'''
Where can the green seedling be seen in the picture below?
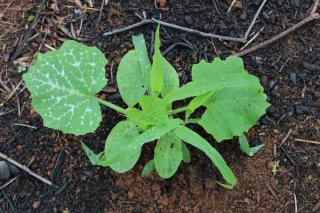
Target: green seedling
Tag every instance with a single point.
(63, 84)
(275, 167)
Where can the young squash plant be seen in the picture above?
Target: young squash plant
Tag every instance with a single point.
(63, 84)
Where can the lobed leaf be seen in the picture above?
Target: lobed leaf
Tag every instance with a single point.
(148, 169)
(94, 158)
(164, 77)
(197, 102)
(62, 85)
(168, 155)
(143, 59)
(192, 138)
(235, 98)
(186, 156)
(124, 153)
(130, 79)
(153, 112)
(121, 136)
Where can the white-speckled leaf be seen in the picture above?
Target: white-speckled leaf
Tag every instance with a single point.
(62, 85)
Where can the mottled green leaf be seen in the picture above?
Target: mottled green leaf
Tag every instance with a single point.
(245, 147)
(130, 79)
(192, 138)
(121, 136)
(126, 152)
(168, 155)
(62, 85)
(142, 57)
(148, 169)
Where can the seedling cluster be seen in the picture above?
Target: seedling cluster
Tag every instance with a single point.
(63, 84)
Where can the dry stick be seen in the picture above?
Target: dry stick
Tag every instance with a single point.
(197, 32)
(285, 138)
(26, 169)
(143, 22)
(311, 17)
(254, 19)
(307, 141)
(189, 30)
(231, 5)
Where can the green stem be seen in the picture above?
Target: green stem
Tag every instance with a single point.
(192, 121)
(112, 106)
(176, 111)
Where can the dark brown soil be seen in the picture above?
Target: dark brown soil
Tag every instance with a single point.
(293, 91)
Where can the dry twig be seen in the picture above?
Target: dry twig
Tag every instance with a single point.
(26, 169)
(307, 141)
(313, 16)
(189, 30)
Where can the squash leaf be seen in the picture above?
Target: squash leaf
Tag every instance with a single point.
(168, 155)
(122, 135)
(148, 169)
(153, 112)
(62, 85)
(192, 138)
(164, 78)
(124, 153)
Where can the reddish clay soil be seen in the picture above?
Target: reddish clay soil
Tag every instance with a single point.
(289, 70)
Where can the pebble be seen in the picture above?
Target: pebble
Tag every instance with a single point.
(256, 2)
(13, 170)
(301, 109)
(293, 78)
(36, 204)
(4, 170)
(6, 57)
(317, 94)
(310, 66)
(272, 84)
(295, 3)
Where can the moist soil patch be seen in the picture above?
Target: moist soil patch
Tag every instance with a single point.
(289, 70)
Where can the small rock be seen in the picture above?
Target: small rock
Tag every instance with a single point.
(303, 76)
(310, 66)
(300, 109)
(78, 12)
(243, 16)
(293, 78)
(295, 3)
(130, 195)
(6, 57)
(256, 2)
(4, 170)
(272, 84)
(317, 94)
(13, 170)
(264, 80)
(36, 204)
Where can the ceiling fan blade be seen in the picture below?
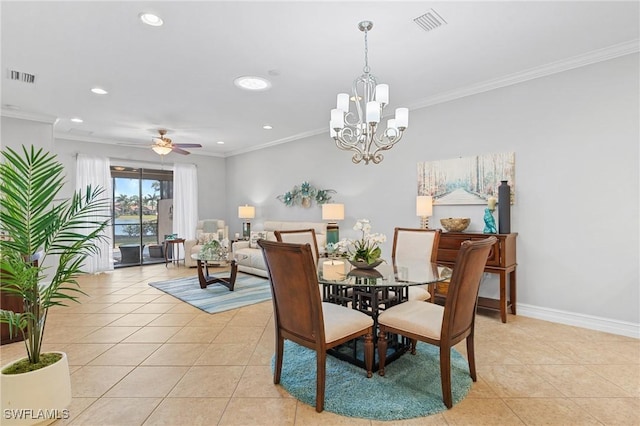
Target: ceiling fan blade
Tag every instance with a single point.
(179, 150)
(188, 145)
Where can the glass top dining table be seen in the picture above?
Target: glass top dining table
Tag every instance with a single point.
(372, 291)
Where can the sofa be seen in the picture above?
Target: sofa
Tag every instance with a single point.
(206, 230)
(249, 255)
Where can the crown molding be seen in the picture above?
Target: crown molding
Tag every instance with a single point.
(595, 56)
(276, 142)
(22, 115)
(592, 57)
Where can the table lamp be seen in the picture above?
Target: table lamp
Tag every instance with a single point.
(424, 209)
(246, 212)
(333, 213)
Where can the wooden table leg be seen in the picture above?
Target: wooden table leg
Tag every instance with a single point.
(512, 291)
(503, 296)
(206, 279)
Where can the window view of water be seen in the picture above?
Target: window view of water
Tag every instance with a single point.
(135, 213)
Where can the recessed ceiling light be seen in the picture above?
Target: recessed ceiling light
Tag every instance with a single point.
(151, 19)
(250, 82)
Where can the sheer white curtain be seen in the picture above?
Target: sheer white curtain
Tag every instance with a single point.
(95, 171)
(185, 200)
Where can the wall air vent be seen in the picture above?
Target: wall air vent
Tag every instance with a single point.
(430, 20)
(23, 77)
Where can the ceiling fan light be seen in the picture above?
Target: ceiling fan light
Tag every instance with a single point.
(250, 82)
(151, 19)
(161, 150)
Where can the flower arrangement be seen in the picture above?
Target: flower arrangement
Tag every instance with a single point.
(215, 250)
(365, 249)
(304, 194)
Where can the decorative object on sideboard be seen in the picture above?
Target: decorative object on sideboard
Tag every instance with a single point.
(246, 212)
(333, 212)
(305, 194)
(358, 130)
(424, 209)
(333, 269)
(455, 224)
(466, 180)
(504, 207)
(489, 220)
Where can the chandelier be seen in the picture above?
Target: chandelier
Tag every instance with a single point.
(359, 130)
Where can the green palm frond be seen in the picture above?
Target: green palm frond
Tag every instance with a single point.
(35, 220)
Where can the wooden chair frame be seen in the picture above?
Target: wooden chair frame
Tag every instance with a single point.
(458, 317)
(298, 309)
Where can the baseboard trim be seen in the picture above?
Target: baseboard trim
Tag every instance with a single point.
(591, 322)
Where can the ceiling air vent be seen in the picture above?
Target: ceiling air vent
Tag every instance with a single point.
(23, 77)
(430, 20)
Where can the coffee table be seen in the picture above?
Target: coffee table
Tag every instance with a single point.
(203, 271)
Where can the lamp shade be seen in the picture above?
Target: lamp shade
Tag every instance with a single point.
(246, 212)
(424, 205)
(333, 212)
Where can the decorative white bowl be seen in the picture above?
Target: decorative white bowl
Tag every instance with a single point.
(455, 224)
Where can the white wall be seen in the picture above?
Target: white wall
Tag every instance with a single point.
(576, 139)
(575, 135)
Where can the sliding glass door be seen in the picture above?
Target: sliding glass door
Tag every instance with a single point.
(137, 195)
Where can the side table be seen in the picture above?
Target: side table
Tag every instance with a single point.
(175, 256)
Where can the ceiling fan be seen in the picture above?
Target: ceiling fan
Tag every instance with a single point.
(163, 145)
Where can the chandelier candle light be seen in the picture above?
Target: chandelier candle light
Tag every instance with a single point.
(359, 131)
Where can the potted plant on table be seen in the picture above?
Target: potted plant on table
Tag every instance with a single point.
(36, 226)
(364, 252)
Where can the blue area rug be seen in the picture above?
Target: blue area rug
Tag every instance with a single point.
(410, 388)
(248, 290)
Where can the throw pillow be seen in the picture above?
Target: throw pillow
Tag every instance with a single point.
(205, 237)
(255, 236)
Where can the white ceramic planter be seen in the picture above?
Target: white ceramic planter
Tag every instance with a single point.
(36, 398)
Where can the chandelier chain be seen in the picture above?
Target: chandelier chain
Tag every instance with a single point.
(360, 131)
(366, 68)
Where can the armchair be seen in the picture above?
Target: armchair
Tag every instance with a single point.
(206, 230)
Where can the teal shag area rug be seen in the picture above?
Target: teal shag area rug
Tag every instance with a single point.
(248, 290)
(410, 388)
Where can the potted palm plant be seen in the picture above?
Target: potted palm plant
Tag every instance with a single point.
(38, 229)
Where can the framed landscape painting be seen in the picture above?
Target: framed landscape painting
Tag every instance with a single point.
(467, 180)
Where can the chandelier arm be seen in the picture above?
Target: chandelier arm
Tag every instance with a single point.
(352, 131)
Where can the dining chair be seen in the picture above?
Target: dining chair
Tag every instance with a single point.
(300, 236)
(442, 326)
(413, 245)
(301, 316)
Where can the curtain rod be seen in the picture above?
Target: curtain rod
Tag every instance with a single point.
(131, 161)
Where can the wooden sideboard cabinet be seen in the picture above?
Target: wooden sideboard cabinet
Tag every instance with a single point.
(501, 261)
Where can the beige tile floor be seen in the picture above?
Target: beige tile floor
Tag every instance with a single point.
(141, 357)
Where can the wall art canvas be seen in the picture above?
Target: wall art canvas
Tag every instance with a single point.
(467, 180)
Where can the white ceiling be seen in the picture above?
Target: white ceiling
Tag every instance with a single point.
(180, 76)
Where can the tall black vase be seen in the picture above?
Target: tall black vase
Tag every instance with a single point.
(504, 208)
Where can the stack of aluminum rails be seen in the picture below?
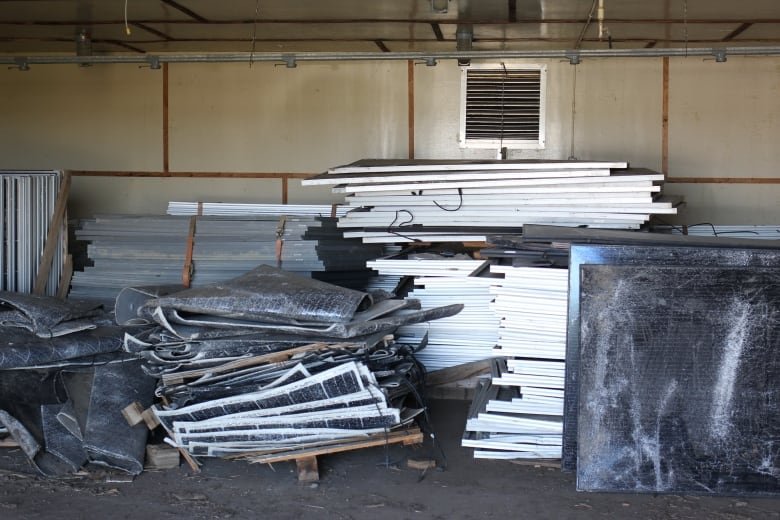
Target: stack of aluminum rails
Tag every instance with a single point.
(469, 336)
(439, 201)
(766, 232)
(152, 250)
(27, 200)
(234, 209)
(519, 411)
(331, 240)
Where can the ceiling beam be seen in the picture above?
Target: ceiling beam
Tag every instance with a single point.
(647, 41)
(381, 45)
(307, 21)
(120, 43)
(736, 32)
(437, 31)
(512, 11)
(151, 30)
(189, 12)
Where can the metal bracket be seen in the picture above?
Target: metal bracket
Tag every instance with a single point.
(21, 64)
(573, 57)
(720, 55)
(154, 62)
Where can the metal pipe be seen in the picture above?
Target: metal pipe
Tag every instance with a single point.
(20, 61)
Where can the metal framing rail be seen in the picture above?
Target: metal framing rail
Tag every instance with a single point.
(430, 58)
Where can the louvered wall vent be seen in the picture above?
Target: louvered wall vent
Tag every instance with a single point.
(502, 107)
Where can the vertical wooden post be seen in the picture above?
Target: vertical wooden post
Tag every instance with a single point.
(166, 165)
(665, 120)
(410, 93)
(52, 235)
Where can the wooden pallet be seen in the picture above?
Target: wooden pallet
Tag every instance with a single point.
(306, 459)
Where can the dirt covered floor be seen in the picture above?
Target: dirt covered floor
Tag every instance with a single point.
(353, 485)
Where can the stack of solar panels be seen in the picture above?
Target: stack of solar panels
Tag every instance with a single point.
(153, 250)
(27, 200)
(272, 362)
(518, 413)
(469, 336)
(436, 201)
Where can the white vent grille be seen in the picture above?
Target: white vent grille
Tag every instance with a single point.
(503, 107)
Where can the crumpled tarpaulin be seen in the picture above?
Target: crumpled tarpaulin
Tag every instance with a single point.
(62, 394)
(272, 300)
(44, 316)
(64, 419)
(22, 349)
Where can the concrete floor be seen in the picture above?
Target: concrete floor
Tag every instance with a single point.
(353, 485)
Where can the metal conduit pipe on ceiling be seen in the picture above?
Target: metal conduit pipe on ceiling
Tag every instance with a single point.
(720, 53)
'''
## What to do
Repeat exactly the lines starting at the line with "Where can the metal pipe" and ending with the final line of the entries. Include nothing else.

## Problem solution
Where can the metal pipe be seen in the picture above?
Target: metal pipe
Tag every instance with a single point.
(20, 61)
Where can the metal framing rail be seen in the picture above?
Target: metal framing rail
Tag every instance with a single point.
(430, 58)
Where can the louvered wall vent be seen in the picture above?
Target: louvered wall vent
Tag every instance with a single point.
(502, 107)
Where can the vertical wooden post be seen in the picture above?
Target: vertical wooden post
Tag every instance with a single point.
(166, 165)
(665, 120)
(410, 93)
(52, 235)
Where can the wooden pallet be seen in the picture above?
Target: wooden pallet
Tag every instance with a single point.
(306, 459)
Where can the dirt covered floor be seen in the picture above?
Target: dirt covered floor
Tag every instance with a single point.
(353, 485)
Where can the stack of solar panels be seen in the picture above?
Target: stack of solar panels
Tag every instance with a single point.
(153, 250)
(27, 200)
(272, 362)
(518, 413)
(469, 336)
(436, 201)
Where can the white vent grille be seen in the picture above?
Target: white vent grille
Tag every instance with a single point.
(503, 107)
Where can the crumpled tarpaulin be seen in the picture above?
Target: crumpled tarpaulin
Tag every instance with a single point.
(62, 394)
(272, 300)
(44, 316)
(64, 419)
(22, 349)
Where can the concrete floor be seen in the picture above?
Target: concrete floor
Tag every instance with a single point.
(353, 485)
Where can the metal conduit pipe on ceiling be seen in the picture above?
Target: metal conduit pipe on ceiling
Tag every instance with a single point.
(720, 53)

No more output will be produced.